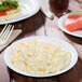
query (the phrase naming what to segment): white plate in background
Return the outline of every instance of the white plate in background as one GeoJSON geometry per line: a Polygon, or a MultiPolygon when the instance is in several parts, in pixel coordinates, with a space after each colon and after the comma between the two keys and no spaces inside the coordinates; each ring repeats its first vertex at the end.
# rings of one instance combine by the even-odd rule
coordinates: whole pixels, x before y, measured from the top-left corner
{"type": "MultiPolygon", "coordinates": [[[[77,11],[76,11],[77,12],[77,11]]],[[[71,12],[73,13],[73,12],[71,12]]],[[[68,14],[62,16],[59,19],[58,19],[58,27],[65,31],[66,33],[68,35],[71,35],[71,36],[74,36],[74,37],[78,37],[78,38],[82,38],[82,30],[77,30],[77,31],[68,31],[67,29],[65,29],[64,27],[64,23],[66,20],[66,18],[68,17],[68,14]]]]}
{"type": "Polygon", "coordinates": [[[53,76],[57,76],[57,74],[60,74],[60,73],[64,73],[66,71],[68,71],[69,69],[71,69],[76,63],[78,62],[78,53],[77,51],[73,49],[73,46],[69,43],[67,43],[66,41],[63,41],[60,39],[57,39],[57,38],[52,38],[52,37],[29,37],[29,38],[24,38],[22,40],[18,40],[14,43],[12,43],[6,50],[5,50],[5,53],[4,53],[4,62],[6,64],[6,66],[9,68],[11,68],[12,70],[14,70],[15,72],[17,73],[20,73],[20,74],[24,74],[24,76],[29,76],[29,77],[36,77],[36,78],[44,78],[44,77],[53,77],[53,76]],[[67,66],[64,70],[62,71],[58,71],[56,73],[49,73],[49,74],[32,74],[32,73],[28,73],[28,72],[25,72],[25,71],[22,71],[19,69],[17,69],[16,67],[14,67],[12,64],[11,64],[11,60],[10,60],[10,56],[12,55],[11,54],[11,49],[16,46],[18,43],[22,43],[22,42],[26,42],[28,40],[32,40],[32,39],[38,39],[38,40],[42,40],[42,41],[49,41],[53,44],[58,44],[60,45],[62,49],[65,49],[65,50],[68,50],[71,52],[71,62],[69,64],[69,66],[67,66]]]}
{"type": "Polygon", "coordinates": [[[19,16],[9,20],[0,20],[0,25],[19,22],[35,15],[40,10],[40,4],[38,0],[20,0],[19,8],[22,9],[19,16]]]}

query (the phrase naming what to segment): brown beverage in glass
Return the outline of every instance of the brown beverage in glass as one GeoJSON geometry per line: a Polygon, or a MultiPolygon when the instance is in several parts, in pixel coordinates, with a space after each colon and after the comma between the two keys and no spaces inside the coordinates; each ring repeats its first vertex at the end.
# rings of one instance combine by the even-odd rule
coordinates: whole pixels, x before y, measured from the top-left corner
{"type": "Polygon", "coordinates": [[[55,14],[68,12],[69,0],[50,0],[51,11],[55,14]]]}

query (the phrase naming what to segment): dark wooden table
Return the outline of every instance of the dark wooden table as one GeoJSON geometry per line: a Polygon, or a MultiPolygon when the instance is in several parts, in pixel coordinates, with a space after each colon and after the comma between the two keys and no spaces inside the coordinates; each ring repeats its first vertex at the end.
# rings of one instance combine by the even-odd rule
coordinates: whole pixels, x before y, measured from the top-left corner
{"type": "MultiPolygon", "coordinates": [[[[71,9],[71,5],[73,5],[73,3],[70,3],[69,9],[71,9]]],[[[71,10],[73,9],[78,8],[72,6],[71,10]]],[[[41,11],[39,11],[30,18],[14,24],[15,29],[23,29],[23,32],[14,41],[30,36],[46,36],[60,38],[69,42],[77,50],[79,55],[77,65],[69,71],[52,78],[37,79],[24,77],[6,67],[3,60],[3,51],[0,54],[0,82],[82,82],[82,39],[63,32],[60,29],[58,29],[57,22],[57,16],[54,17],[54,20],[50,20],[43,15],[41,11]]],[[[0,26],[0,29],[3,26],[0,26]]]]}

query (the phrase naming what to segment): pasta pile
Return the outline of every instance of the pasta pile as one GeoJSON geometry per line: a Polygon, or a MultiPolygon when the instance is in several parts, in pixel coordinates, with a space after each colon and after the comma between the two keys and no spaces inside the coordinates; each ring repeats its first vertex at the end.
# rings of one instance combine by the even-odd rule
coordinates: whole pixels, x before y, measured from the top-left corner
{"type": "Polygon", "coordinates": [[[11,49],[11,63],[17,69],[33,73],[56,73],[70,64],[71,53],[47,41],[37,39],[11,49]]]}

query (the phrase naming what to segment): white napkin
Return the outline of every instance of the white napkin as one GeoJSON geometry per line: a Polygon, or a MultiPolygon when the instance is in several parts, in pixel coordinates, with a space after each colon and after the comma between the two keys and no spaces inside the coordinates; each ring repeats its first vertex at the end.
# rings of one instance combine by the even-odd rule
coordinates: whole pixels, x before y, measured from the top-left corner
{"type": "Polygon", "coordinates": [[[0,52],[1,52],[5,46],[8,46],[20,32],[22,32],[22,29],[13,30],[13,32],[12,32],[10,39],[8,40],[8,42],[6,42],[4,45],[0,45],[0,52]]]}

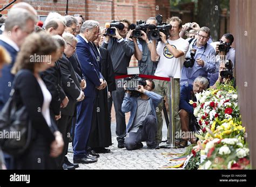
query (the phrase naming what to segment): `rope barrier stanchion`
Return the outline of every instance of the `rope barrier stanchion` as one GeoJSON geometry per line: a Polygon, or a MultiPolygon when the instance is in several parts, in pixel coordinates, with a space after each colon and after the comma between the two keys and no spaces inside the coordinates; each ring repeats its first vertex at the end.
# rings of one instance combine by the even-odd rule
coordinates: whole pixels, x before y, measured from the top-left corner
{"type": "Polygon", "coordinates": [[[174,136],[175,136],[175,123],[174,123],[174,91],[173,89],[174,80],[173,77],[170,78],[169,82],[169,111],[170,119],[169,121],[169,133],[170,133],[170,148],[174,148],[174,136]]]}

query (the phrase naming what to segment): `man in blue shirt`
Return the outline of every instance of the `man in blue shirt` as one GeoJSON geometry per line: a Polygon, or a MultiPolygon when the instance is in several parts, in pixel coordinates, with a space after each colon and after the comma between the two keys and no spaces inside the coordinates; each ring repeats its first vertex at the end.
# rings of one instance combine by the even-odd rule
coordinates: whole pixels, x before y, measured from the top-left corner
{"type": "MultiPolygon", "coordinates": [[[[122,105],[124,113],[131,112],[126,127],[126,137],[124,145],[127,150],[138,149],[143,147],[142,141],[146,141],[147,148],[159,149],[156,141],[157,130],[156,108],[162,100],[162,97],[151,91],[154,83],[146,80],[145,87],[139,85],[137,91],[142,94],[138,97],[131,96],[131,91],[126,93],[122,105]]],[[[126,90],[125,85],[124,87],[126,90]]]]}
{"type": "Polygon", "coordinates": [[[192,133],[187,133],[187,132],[191,131],[190,125],[190,126],[193,125],[191,124],[192,119],[196,119],[194,116],[194,108],[189,102],[190,100],[196,102],[197,98],[195,94],[201,92],[203,90],[206,90],[208,84],[209,82],[206,78],[198,77],[195,79],[193,85],[188,84],[187,86],[184,85],[180,87],[179,115],[180,118],[181,126],[181,138],[183,139],[180,141],[180,146],[181,147],[186,146],[188,140],[191,144],[196,143],[196,137],[191,136],[192,133]]]}
{"type": "Polygon", "coordinates": [[[192,67],[186,68],[183,66],[181,69],[181,85],[192,84],[197,77],[200,76],[207,78],[208,73],[215,73],[215,53],[214,48],[207,43],[210,35],[210,28],[203,27],[199,30],[197,38],[190,43],[186,57],[191,57],[191,49],[196,49],[194,57],[194,64],[192,67]]]}

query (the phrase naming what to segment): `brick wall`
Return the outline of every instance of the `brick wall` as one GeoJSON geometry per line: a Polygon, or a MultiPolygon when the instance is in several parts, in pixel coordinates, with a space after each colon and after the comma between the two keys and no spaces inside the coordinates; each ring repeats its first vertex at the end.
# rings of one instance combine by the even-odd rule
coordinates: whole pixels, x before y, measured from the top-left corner
{"type": "MultiPolygon", "coordinates": [[[[11,0],[0,0],[0,8],[11,2],[11,0]]],[[[37,11],[39,16],[47,16],[50,12],[58,12],[65,15],[66,0],[18,0],[16,2],[26,2],[37,11]]],[[[7,9],[10,9],[9,7],[7,9]]],[[[6,15],[8,10],[1,12],[6,15]]],[[[85,19],[94,19],[102,27],[106,22],[122,18],[135,23],[137,20],[146,20],[159,13],[163,16],[163,20],[170,16],[169,0],[69,0],[68,14],[79,13],[85,19]]],[[[130,66],[137,66],[137,61],[132,58],[130,66]]]]}

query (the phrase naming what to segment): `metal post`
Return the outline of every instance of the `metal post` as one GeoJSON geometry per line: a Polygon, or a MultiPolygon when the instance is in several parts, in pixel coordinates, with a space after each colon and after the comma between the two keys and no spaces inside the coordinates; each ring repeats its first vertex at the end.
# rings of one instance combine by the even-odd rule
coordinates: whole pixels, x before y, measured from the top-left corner
{"type": "Polygon", "coordinates": [[[169,94],[169,133],[170,133],[170,145],[171,148],[174,148],[174,134],[175,124],[174,117],[174,80],[173,77],[170,77],[169,82],[170,94],[169,94]]]}

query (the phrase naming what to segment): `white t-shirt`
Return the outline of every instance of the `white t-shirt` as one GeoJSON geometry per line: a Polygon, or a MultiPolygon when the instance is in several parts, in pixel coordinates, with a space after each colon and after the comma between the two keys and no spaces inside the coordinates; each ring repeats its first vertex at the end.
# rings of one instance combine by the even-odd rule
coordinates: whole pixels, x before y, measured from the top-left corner
{"type": "Polygon", "coordinates": [[[184,55],[176,58],[169,52],[165,44],[163,42],[159,42],[157,47],[157,53],[160,56],[160,59],[154,75],[180,78],[182,65],[188,49],[189,43],[182,38],[176,40],[167,39],[167,41],[173,47],[183,51],[184,55]]]}

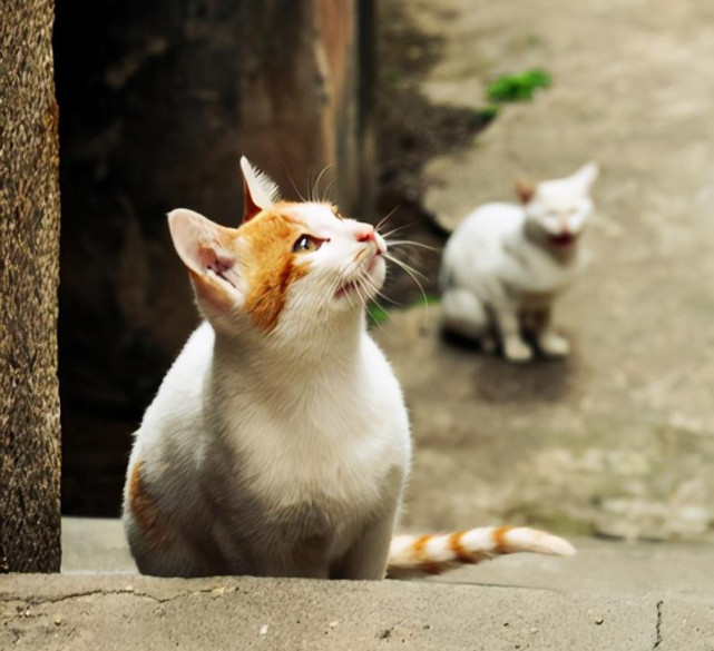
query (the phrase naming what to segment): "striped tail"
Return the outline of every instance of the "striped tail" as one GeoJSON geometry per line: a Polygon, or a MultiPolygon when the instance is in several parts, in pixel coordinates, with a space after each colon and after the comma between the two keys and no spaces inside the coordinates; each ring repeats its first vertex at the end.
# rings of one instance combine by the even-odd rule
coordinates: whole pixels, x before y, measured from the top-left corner
{"type": "Polygon", "coordinates": [[[569,556],[574,546],[545,531],[512,526],[483,526],[437,535],[395,535],[389,550],[387,575],[407,579],[441,574],[463,564],[501,554],[535,552],[569,556]]]}

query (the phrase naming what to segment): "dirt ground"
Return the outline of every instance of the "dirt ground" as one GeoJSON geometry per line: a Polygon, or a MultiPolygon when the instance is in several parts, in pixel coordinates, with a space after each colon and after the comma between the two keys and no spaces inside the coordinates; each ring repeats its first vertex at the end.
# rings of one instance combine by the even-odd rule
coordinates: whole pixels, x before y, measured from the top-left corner
{"type": "MultiPolygon", "coordinates": [[[[407,98],[395,107],[421,139],[397,134],[415,152],[403,177],[385,158],[382,181],[422,224],[417,239],[438,245],[426,215],[452,228],[479,203],[509,199],[516,176],[603,167],[590,267],[556,310],[569,359],[515,366],[447,345],[438,305],[375,328],[413,422],[404,527],[510,521],[714,540],[714,4],[384,6],[384,33],[405,47],[383,60],[382,82],[407,98]],[[485,85],[534,67],[552,86],[481,130],[485,85]],[[420,131],[420,115],[439,128],[420,131]]],[[[426,255],[432,290],[438,256],[426,255]]]]}

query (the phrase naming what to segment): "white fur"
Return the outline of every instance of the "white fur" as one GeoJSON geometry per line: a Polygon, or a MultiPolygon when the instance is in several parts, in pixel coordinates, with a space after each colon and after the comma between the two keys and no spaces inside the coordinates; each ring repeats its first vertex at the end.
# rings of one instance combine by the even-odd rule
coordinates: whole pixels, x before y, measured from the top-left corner
{"type": "Polygon", "coordinates": [[[271,332],[242,313],[247,263],[221,249],[218,227],[214,237],[205,218],[172,214],[182,258],[225,290],[231,307],[218,309],[195,285],[211,323],[190,336],[136,433],[124,522],[141,572],[384,574],[410,463],[409,423],[358,294],[339,289],[355,279],[362,293],[379,287],[385,245],[379,236],[359,241],[371,227],[329,206],[285,209],[330,241],[301,254],[311,270],[288,289],[271,332]],[[212,272],[206,246],[233,265],[226,274],[212,272]],[[137,463],[167,524],[158,541],[129,509],[137,463]]]}
{"type": "Polygon", "coordinates": [[[588,164],[563,179],[540,183],[524,206],[487,204],[468,215],[447,243],[441,284],[447,329],[493,347],[507,358],[532,356],[521,333],[529,326],[546,355],[568,342],[550,324],[555,298],[581,272],[580,235],[593,210],[589,190],[598,168],[588,164]],[[567,245],[554,238],[571,237],[567,245]]]}
{"type": "Polygon", "coordinates": [[[280,189],[275,181],[253,167],[245,156],[241,157],[241,170],[251,193],[251,198],[258,208],[266,210],[280,199],[280,189]]]}

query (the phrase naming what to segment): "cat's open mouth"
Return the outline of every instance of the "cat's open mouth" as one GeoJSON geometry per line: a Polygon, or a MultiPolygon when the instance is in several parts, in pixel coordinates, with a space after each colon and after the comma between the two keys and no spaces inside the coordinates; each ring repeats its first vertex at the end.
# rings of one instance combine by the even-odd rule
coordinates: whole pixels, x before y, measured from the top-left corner
{"type": "Polygon", "coordinates": [[[561,233],[560,235],[551,235],[550,244],[556,246],[570,246],[577,237],[573,233],[561,233]]]}

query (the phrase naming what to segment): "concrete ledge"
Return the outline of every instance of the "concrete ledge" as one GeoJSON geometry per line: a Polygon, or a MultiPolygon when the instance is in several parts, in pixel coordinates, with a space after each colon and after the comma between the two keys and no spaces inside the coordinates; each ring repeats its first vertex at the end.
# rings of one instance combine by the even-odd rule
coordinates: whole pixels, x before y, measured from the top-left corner
{"type": "Polygon", "coordinates": [[[429,582],[4,578],[2,649],[712,649],[714,599],[429,582]]]}
{"type": "Polygon", "coordinates": [[[0,649],[714,648],[702,546],[580,541],[573,559],[369,583],[130,574],[117,521],[65,521],[65,544],[67,573],[0,579],[0,649]]]}

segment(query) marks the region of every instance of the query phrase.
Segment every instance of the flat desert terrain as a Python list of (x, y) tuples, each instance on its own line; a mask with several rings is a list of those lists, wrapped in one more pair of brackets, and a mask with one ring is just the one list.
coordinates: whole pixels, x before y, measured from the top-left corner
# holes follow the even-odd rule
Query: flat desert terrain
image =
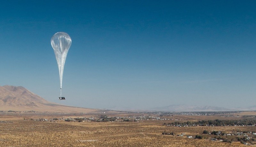
[[(248, 112), (244, 114), (253, 115), (255, 113)], [(241, 116), (244, 114), (240, 114)], [(129, 115), (133, 115), (134, 114)], [(188, 138), (187, 136), (192, 136), (194, 138), (197, 135), (202, 135), (204, 130), (226, 132), (256, 132), (255, 126), (177, 127), (163, 125), (164, 122), (173, 122), (173, 120), (146, 120), (137, 122), (87, 120), (80, 122), (64, 120), (70, 117), (94, 116), (93, 115), (87, 115), (0, 114), (0, 147), (246, 147), (249, 145), (240, 142), (230, 143), (212, 141), (210, 138), (213, 136), (211, 134), (207, 135), (207, 138), (203, 139)], [(208, 118), (209, 119), (224, 119), (218, 116), (209, 117)], [(175, 120), (182, 120), (181, 122), (186, 120), (193, 121), (207, 119), (205, 116), (177, 115), (170, 117)], [(43, 118), (49, 120), (37, 121)], [(49, 121), (55, 118), (58, 120)], [(173, 132), (175, 134), (162, 135), (164, 131)], [(184, 134), (183, 136), (178, 136), (181, 133)]]

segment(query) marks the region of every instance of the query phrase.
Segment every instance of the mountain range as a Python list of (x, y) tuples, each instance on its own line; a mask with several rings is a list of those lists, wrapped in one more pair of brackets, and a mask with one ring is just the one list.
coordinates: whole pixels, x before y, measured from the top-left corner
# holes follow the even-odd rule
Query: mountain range
[(96, 109), (62, 105), (48, 102), (22, 86), (0, 86), (0, 110), (88, 112)]
[(226, 108), (210, 106), (190, 106), (187, 105), (172, 105), (166, 106), (156, 107), (152, 110), (156, 111), (255, 111), (256, 106), (246, 108)]

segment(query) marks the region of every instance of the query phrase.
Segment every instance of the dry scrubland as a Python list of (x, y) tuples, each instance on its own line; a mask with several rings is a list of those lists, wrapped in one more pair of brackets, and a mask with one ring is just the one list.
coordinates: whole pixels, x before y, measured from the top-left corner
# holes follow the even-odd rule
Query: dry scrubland
[[(230, 144), (209, 139), (188, 138), (185, 136), (163, 135), (162, 133), (165, 130), (195, 136), (202, 134), (204, 130), (256, 131), (255, 126), (167, 127), (162, 125), (163, 122), (159, 121), (46, 122), (24, 120), (22, 116), (0, 116), (0, 121), (4, 120), (12, 122), (0, 122), (1, 147), (246, 147), (248, 146), (240, 142)], [(184, 116), (173, 116), (184, 120), (189, 117)], [(199, 116), (191, 117), (192, 119), (201, 119)], [(214, 118), (218, 117), (221, 118), (216, 116)], [(50, 118), (54, 117), (51, 116), (48, 118)], [(204, 116), (204, 119), (206, 118)]]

◆ AIM ◆
Select each line of the records above that contains the string "background", and reproduce those lines without alteration.

◆ ANSWER TO THE TASK ◆
query (the phrase naming what to segment): white plate in background
Return the outline of every instance of the white plate in background as one GeoJSON geometry per line: a Polygon, or a MultiPolygon when the instance is in several parts, in pixel coordinates, with a space after each colon and after the comma between the two keys and no spaces inside the coordinates; each ring repeats its first vertex at the end.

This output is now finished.